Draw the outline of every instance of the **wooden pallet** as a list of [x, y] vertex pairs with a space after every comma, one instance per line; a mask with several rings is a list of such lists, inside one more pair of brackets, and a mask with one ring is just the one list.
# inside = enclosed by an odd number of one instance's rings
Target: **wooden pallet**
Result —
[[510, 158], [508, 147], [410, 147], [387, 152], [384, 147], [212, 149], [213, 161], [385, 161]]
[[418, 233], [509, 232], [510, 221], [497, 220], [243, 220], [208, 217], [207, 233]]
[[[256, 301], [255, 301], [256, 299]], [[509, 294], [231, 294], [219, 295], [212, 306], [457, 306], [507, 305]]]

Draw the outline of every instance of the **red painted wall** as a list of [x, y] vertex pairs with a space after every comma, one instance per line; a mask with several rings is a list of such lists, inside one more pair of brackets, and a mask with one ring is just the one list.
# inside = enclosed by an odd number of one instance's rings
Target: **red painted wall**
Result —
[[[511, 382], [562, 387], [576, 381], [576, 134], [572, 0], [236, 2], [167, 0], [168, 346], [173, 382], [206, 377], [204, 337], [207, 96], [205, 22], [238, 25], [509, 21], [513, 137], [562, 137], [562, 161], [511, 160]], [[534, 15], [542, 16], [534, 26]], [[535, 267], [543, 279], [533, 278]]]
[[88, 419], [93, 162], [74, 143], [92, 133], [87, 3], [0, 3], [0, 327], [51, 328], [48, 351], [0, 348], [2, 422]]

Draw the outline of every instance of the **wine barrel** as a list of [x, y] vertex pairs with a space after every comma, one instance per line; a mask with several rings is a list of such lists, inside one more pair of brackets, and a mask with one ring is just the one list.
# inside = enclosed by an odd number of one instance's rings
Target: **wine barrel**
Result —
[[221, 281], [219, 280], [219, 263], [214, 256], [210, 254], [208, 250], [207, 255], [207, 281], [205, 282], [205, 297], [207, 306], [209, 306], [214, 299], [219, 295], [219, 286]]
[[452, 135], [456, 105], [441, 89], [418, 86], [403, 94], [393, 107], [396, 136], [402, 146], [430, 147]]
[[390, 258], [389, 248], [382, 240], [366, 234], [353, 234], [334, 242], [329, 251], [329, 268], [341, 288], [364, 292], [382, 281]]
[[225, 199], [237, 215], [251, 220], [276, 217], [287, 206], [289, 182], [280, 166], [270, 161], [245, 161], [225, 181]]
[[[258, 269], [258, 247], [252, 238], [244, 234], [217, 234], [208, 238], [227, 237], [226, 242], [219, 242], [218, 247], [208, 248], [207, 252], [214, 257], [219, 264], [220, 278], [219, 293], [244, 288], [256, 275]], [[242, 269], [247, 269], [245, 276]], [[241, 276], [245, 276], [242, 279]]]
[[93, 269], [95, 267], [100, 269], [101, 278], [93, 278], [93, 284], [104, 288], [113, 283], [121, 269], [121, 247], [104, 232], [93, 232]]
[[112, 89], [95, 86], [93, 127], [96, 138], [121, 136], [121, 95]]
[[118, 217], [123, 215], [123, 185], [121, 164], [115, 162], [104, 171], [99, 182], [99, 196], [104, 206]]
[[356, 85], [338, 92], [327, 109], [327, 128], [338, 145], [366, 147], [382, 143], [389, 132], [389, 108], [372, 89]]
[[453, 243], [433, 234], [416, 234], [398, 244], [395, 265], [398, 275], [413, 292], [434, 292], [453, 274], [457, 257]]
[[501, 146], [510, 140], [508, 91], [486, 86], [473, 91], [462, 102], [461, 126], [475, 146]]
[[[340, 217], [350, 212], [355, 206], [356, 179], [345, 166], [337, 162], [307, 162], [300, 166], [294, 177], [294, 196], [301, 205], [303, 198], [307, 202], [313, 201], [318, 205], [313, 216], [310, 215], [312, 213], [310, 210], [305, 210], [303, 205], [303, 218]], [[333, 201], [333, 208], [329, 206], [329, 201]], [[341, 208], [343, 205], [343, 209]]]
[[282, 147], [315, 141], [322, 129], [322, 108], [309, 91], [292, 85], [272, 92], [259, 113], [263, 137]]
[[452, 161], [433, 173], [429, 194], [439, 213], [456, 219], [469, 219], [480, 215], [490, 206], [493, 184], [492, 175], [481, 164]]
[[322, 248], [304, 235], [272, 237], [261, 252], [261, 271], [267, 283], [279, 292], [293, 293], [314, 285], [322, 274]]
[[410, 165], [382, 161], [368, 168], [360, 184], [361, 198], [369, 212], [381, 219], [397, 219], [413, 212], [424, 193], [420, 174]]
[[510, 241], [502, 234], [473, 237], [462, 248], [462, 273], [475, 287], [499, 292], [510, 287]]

* REQUIREMENT *
Can you rewrite all the rows above as a two-column Markdown table headed "No." and "Text", numbering each line and leaving out the blank ones?

* EXERCISE RESPONSE *
| No. | Text |
|---|---|
| 1 | Draw the outline of every instance of the **wooden pallet** as a list of [x, y] vertex pairs with a space after every comma, one instance per line; a mask with several rings is a list of such lists, inside one more pair of brackets, and a mask with one ring is just the one list. |
| 2 | # inside = enclosed by an odd number of one instance's rings |
| 3 | Target: **wooden pallet** |
| 4 | Result — |
| 5 | [[510, 158], [508, 147], [410, 147], [387, 152], [384, 147], [212, 149], [213, 161], [385, 161]] |
| 6 | [[418, 233], [509, 232], [510, 221], [497, 220], [243, 220], [208, 217], [207, 233]] |
| 7 | [[[256, 301], [255, 301], [256, 299]], [[509, 294], [231, 294], [219, 295], [212, 306], [457, 306], [507, 305]]] |
| 8 | Draw the outline of every instance of the **red painted wall** as a list of [x, y] vertex pairs with a space after every comma, one instance per line; a mask with several rings is a list of such lists, inside one more pair of brackets, and a mask with one ring is just the one list. |
| 9 | # inside = enclosed by an odd number of one instance's rings |
| 10 | Target: **red painted wall** |
| 11 | Result — |
| 12 | [[[511, 382], [562, 387], [576, 381], [576, 134], [572, 0], [236, 2], [167, 0], [168, 346], [173, 382], [206, 377], [204, 337], [207, 96], [205, 22], [238, 25], [509, 21], [513, 137], [562, 137], [562, 161], [511, 160]], [[534, 15], [542, 16], [534, 26]], [[535, 267], [543, 279], [533, 278]]] |
| 13 | [[88, 419], [93, 162], [74, 143], [92, 133], [87, 3], [0, 3], [0, 327], [51, 328], [48, 351], [0, 348], [2, 422]] |
| 14 | Draw the outline of every instance of the **wine barrel** as a list of [x, y] vertex pairs with a space after every comma, one instance per line; a mask with several rings is a list of such lists, inside one more pair of brackets, and a mask with one ring is just the one list. |
| 15 | # inside = enclosed by an odd number of one instance's rings |
| 16 | Target: **wine barrel** |
| 17 | Result — |
| 18 | [[221, 281], [219, 280], [219, 263], [214, 256], [210, 254], [208, 250], [207, 255], [207, 281], [205, 282], [205, 297], [207, 306], [209, 306], [214, 299], [219, 295], [219, 286]] |
| 19 | [[452, 135], [456, 105], [441, 89], [418, 86], [403, 94], [393, 107], [396, 136], [402, 146], [430, 147]] |
| 20 | [[390, 258], [389, 248], [382, 240], [366, 234], [353, 234], [334, 242], [329, 251], [329, 268], [341, 288], [364, 292], [382, 281]] |
| 21 | [[225, 199], [237, 215], [251, 220], [276, 217], [287, 206], [289, 182], [280, 166], [270, 161], [245, 161], [225, 181]] |
| 22 | [[[258, 269], [258, 247], [252, 238], [244, 234], [217, 234], [208, 238], [227, 237], [226, 242], [219, 242], [218, 247], [208, 248], [207, 252], [214, 257], [219, 264], [220, 278], [219, 293], [244, 288], [256, 275]], [[242, 269], [247, 269], [245, 276]], [[241, 276], [245, 276], [242, 279]]] |
| 23 | [[93, 269], [95, 267], [100, 269], [101, 278], [93, 278], [93, 284], [104, 288], [113, 283], [121, 269], [121, 247], [104, 232], [93, 232]] |
| 24 | [[112, 89], [95, 86], [93, 127], [96, 138], [121, 136], [121, 95]] |
| 25 | [[118, 217], [123, 215], [123, 185], [121, 164], [115, 162], [104, 171], [99, 182], [99, 196], [104, 206]] |
| 26 | [[356, 85], [338, 92], [327, 109], [327, 128], [338, 145], [366, 147], [382, 143], [389, 132], [389, 108], [372, 89]] |
| 27 | [[453, 243], [433, 234], [416, 234], [398, 244], [395, 265], [398, 275], [413, 292], [434, 292], [453, 274], [457, 257]] |
| 28 | [[501, 146], [510, 140], [508, 91], [486, 86], [473, 91], [462, 102], [461, 126], [475, 146]] |
| 29 | [[[340, 217], [350, 212], [355, 206], [356, 179], [345, 166], [337, 162], [307, 162], [300, 166], [294, 177], [294, 196], [301, 205], [303, 198], [307, 202], [313, 201], [318, 205], [313, 216], [310, 215], [312, 213], [310, 210], [305, 210], [303, 205], [303, 218]], [[333, 201], [333, 208], [329, 206], [329, 201]], [[341, 208], [343, 205], [343, 209]]] |
| 30 | [[282, 147], [315, 141], [322, 129], [322, 108], [309, 91], [292, 85], [272, 92], [259, 113], [263, 137]] |
| 31 | [[452, 161], [433, 173], [429, 194], [439, 213], [456, 219], [469, 219], [480, 215], [490, 206], [493, 184], [492, 175], [481, 164]] |
| 32 | [[322, 248], [304, 235], [272, 237], [261, 252], [261, 271], [267, 283], [279, 292], [293, 293], [314, 285], [322, 274]] |
| 33 | [[410, 165], [382, 161], [368, 168], [360, 184], [361, 198], [369, 212], [381, 219], [397, 219], [413, 212], [424, 193], [420, 174]] |
| 34 | [[510, 241], [502, 234], [473, 237], [462, 248], [462, 273], [475, 287], [499, 292], [510, 287]] |